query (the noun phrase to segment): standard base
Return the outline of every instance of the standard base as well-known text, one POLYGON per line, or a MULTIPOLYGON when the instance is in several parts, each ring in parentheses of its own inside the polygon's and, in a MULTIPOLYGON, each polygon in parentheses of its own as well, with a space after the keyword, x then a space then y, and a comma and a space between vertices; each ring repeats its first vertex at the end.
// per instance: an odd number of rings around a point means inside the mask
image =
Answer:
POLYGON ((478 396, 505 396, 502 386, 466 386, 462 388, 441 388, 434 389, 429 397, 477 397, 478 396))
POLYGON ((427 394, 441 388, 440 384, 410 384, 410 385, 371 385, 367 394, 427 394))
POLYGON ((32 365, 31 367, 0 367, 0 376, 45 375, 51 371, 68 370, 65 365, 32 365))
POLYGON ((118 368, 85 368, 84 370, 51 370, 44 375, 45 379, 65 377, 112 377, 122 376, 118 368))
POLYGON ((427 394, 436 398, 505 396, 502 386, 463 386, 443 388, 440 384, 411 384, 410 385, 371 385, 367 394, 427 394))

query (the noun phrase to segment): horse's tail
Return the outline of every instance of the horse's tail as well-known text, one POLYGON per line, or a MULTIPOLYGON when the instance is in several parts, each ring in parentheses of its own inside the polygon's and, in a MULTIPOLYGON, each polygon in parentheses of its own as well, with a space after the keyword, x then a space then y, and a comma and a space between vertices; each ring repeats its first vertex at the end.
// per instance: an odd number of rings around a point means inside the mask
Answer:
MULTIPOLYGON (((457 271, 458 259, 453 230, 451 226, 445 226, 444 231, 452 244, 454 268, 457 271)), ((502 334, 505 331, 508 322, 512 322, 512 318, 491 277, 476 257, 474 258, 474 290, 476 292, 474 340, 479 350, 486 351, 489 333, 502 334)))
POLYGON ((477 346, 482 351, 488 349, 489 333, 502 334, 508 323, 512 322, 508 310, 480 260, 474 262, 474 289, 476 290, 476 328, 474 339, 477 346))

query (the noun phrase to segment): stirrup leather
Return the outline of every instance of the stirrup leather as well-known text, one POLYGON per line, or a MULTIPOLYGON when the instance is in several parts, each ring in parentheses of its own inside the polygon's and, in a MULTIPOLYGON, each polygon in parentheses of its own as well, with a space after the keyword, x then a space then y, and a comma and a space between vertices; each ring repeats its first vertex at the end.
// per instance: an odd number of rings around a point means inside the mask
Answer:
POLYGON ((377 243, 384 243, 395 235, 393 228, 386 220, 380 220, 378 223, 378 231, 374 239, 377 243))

> [STATED TASK] Rewrite the records from the line containing "query (the noun phrase to segment): horse's" through the end of the records, inclusive, substituting "contour" for every occurrence of "outline" and leaving everything else unchanged.

> [ANSWER TO THIS TASK]
query (the noun phrase to segment): horse's tail
Return the contour of every instance of the horse's tail as well-known text, one POLYGON per line, or a MULTIPOLYGON when the instance is in several parts, each ring in parentheses of its own inside the polygon's and, in a MULTIPOLYGON, each polygon in parentheses of its own as well, with a space after the keyword, x then a space then y, and a comma and a space between vertices; each ring repeats its first vertex at the end.
// per instance: an odd number of rings around a point means inside the mask
Answer:
MULTIPOLYGON (((457 271, 458 259, 453 230, 451 226, 445 226, 444 231, 452 244, 454 268, 457 271)), ((502 334, 505 331, 508 322, 512 322, 512 318, 491 277, 476 257, 474 258, 474 290, 476 292, 474 340, 479 350, 486 351, 489 333, 502 334)))
POLYGON ((477 346, 482 351, 488 349, 489 333, 502 334, 508 323, 512 322, 508 310, 480 260, 474 262, 474 289, 476 290, 476 328, 474 339, 477 346))

query (the noun phrase to segment): stirrup leather
Return the contour of every instance of the stirrup leather as well-known text, one POLYGON per line, or a MULTIPOLYGON when the instance is in several parts, each ring in parentheses of its own inside the polygon's and, in a MULTIPOLYGON, each polygon in parentheses of its own as well, with a space after the keyword, x then a space then y, and a comma and a space between vertices; each ring repeats its first vertex at the end.
// per instance: an odd number of rings around a point means inside the mask
Answer:
POLYGON ((377 243, 384 243, 395 235, 393 228, 386 220, 380 220, 378 223, 378 231, 374 239, 377 243))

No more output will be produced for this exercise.